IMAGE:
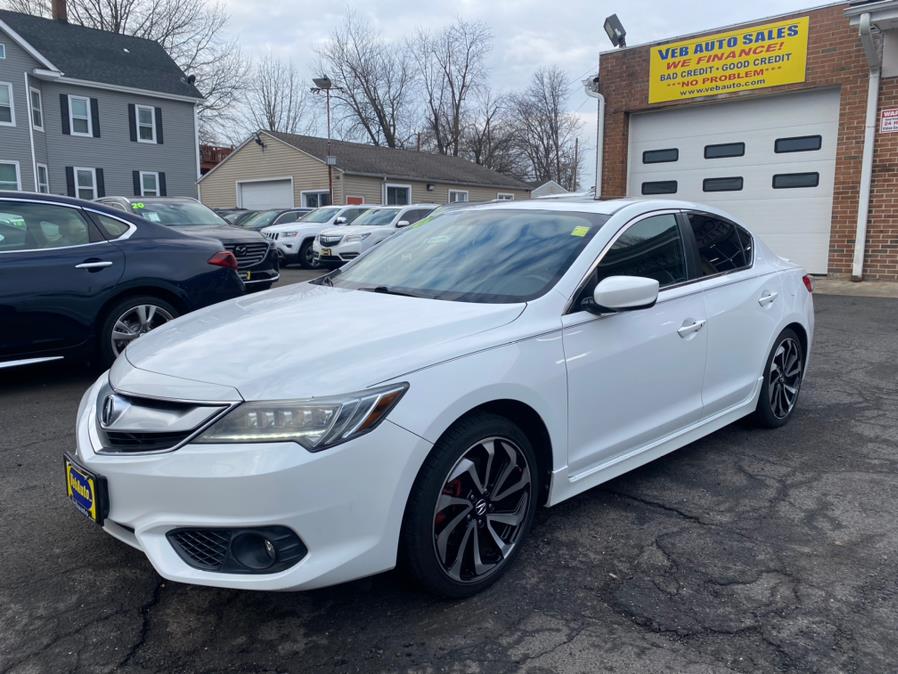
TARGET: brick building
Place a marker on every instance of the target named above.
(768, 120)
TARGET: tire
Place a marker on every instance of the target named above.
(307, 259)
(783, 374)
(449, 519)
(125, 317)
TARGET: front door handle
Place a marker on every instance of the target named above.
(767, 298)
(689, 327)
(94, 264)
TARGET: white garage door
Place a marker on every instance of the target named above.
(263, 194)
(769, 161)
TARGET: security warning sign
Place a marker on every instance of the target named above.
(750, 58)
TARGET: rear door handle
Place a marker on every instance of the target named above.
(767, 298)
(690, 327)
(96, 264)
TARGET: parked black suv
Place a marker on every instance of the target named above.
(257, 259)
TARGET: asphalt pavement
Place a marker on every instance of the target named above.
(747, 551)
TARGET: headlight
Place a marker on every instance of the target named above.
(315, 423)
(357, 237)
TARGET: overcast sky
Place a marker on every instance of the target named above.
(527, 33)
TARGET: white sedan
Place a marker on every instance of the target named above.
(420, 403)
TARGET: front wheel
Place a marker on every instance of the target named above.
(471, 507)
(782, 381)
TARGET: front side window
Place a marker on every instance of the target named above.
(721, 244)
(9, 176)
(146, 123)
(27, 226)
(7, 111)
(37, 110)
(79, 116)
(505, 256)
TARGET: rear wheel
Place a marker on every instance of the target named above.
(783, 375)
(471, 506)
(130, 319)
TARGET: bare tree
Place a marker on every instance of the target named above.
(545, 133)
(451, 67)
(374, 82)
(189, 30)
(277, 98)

---

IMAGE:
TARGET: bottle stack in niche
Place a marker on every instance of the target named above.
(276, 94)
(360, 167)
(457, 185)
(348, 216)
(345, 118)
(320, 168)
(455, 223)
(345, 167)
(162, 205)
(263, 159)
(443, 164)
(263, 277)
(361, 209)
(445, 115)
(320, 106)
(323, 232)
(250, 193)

---

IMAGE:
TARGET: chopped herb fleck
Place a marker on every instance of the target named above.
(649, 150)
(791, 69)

**PROBLEM TO SOLVE**
Pick out each line in the data above that contains the string "handle", and copy those lines.

**EXERCISE RESULT**
TARGET: front door handle
TARGET: rear door handle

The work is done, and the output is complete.